Saltwater poisoning in dogs is more common than you think, particularly if you go to the beach frequently. Much like dry drowning in dogs, its effects can take some time to appear, and it’s difficult to spot by the untrained eye. Every year, at least one or two high-profile cases of saltwater poisoning make the rounds in the news.
Here’s what you need to know to keep your pet safe.
How Does Saltwater Poison Dogs?
When too much salt builds up in a dog’s body, her cells release their water content to try and balance out the sodium disparity. This, in turn, causes a litany of serious health effects. It can cause seizures, a loss of brain cells, injury to the kidneys, and severe dehydration. If a dog with saltwater poisoning isn’t treated medically, the condition can easily lead to death.
Interestingly, the opposite is also true. If a dog (or a person) drinks too much fresh water on a hot day, the body can overcompensate and actually drive salt content to dangerously-low levels. This is very difficult to do, however, and is usually only seen in extreme circumstances.
How to Diagnose Saltwater Poisoning in Dogs
The most noticeable symptom of dog saltwater poisoning is odd behavior. Too much sodium in the body can cause your dog to become confused, non-responsive, lethargic, or otherwise just off. If you notice something seems wrong – even if you’ve been back from the beach for hours – but you can’t put your finger on it, call your vet.
Immediately after going in the ocean, dogs who’ve ingested too much saltwater might also vomit or have diarrhea. As the hours pass, you may notice your pup become reluctant to drink fresh water or to eat. Other signs might include accumulation of fluid in the body (which appears as swelling) and excessive thirst or urination.
Treating Dogs for Saltwater Poisoning
It’s imperative that you take your dog to the vet immediately if you suspect she might have saltwater poisoning, and even to an emergency vet if necessary. A veterinarian will administer IV fluids to try and flush the excess salt out of your dog’s body. He’ll also monitor her electrolytes, provide treatment for brain swelling, control seizures, and offer supportive care.
------------------------------
• Problems to work on:
A - Rewrite the passage on saltwater poisoning in dogs between "When too much" and "in extreme circumstances.", inclusive, replacing "sodium disparity" with "sodium imbalance".
B - Answer these questions from the passage on saltwater poisoning in dogs:
(i) What is the most noticeable symptom of saltwater poisoning in dogs?
(ii) What might a dog that has ingested too much saltwater do immediately after going in the ocean?
(iii) What does a veterinarian administer to flush excess salt out of a dog's body?

• Dataset:
------------------------------
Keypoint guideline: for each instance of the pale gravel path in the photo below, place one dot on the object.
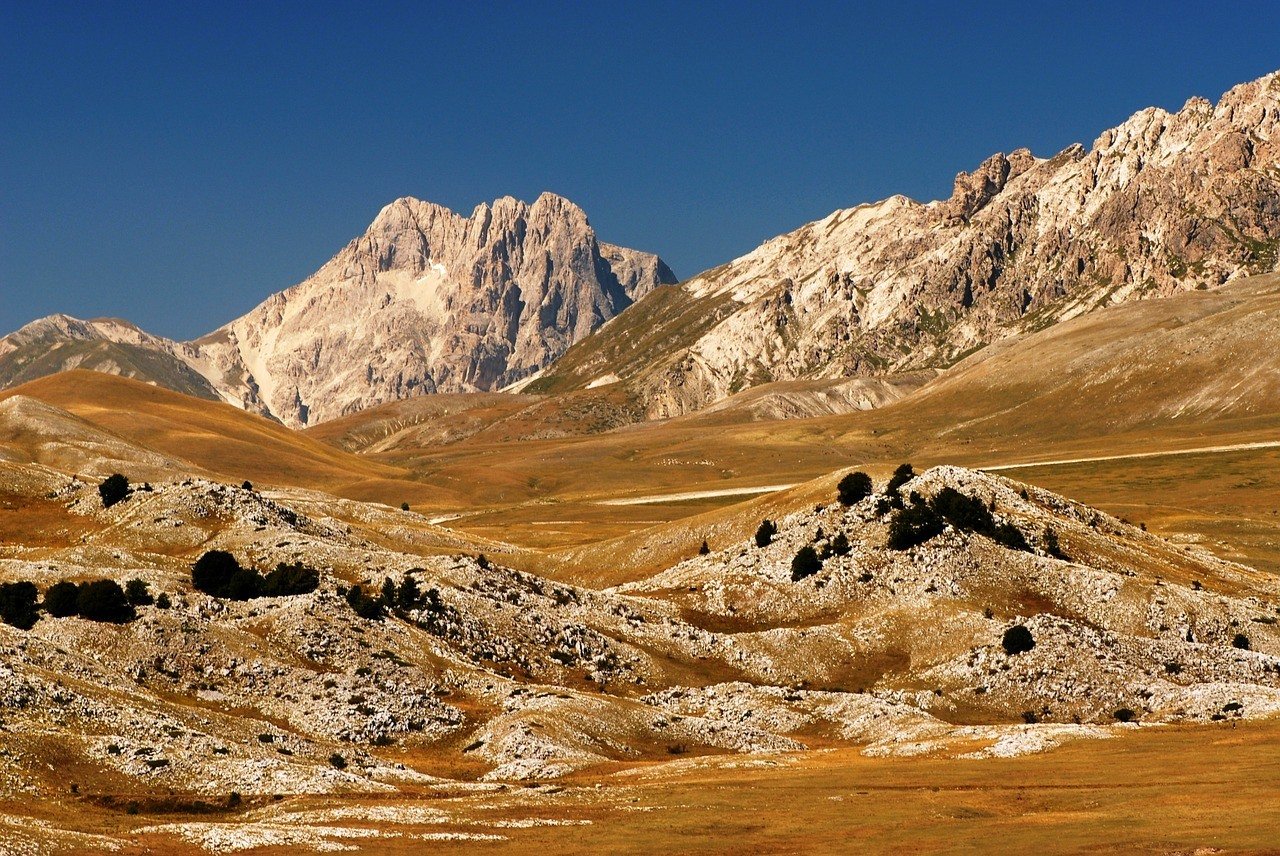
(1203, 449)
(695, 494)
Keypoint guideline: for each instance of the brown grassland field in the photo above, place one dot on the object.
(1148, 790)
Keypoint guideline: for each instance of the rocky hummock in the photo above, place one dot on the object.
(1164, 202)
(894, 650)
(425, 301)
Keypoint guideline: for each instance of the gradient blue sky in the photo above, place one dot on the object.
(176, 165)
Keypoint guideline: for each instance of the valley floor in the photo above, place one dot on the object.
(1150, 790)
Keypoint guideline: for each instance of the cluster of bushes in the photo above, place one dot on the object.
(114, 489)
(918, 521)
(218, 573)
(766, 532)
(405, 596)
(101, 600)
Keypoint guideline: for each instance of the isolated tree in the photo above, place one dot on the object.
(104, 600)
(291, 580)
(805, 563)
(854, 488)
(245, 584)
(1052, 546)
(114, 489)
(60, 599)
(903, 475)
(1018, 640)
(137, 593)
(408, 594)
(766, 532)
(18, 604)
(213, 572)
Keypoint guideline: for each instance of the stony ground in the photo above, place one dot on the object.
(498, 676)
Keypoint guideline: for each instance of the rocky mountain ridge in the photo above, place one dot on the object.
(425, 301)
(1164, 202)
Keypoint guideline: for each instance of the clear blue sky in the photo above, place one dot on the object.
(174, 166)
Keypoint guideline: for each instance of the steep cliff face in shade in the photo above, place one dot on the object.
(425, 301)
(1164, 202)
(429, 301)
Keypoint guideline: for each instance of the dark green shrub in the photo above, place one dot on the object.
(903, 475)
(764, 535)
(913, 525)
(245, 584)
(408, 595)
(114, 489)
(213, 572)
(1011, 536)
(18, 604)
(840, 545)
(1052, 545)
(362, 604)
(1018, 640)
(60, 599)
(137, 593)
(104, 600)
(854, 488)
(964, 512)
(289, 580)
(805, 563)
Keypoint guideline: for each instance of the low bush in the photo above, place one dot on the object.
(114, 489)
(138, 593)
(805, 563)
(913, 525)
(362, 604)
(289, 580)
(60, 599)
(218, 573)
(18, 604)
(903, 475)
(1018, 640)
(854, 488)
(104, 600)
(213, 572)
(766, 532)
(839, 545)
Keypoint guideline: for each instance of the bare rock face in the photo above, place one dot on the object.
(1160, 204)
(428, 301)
------------------------------
• Outputs for the tasks:
A -
When too much salt builds up in a dog’s body, her cells release their water content to try and balance out the sodium imbalance. This, in turn, causes a litany of serious health effects. It can cause seizures, a loss of brain cells, injury to the kidneys, and severe dehydration. If a dog with saltwater poisoning isn’t treated medically, the condition can easily lead to death.
Interestingly, the opposite is also true. If a dog (or a person) drinks too much fresh water on a hot day, the body can overcompensate and actually drive salt content to dangerously-low levels. This is very difficult to do, however, and is usually only seen in extreme circumstances.

B -
(i) Odd behavior.
(ii) Vomit or have diarrhea.
(iii) IV fluids.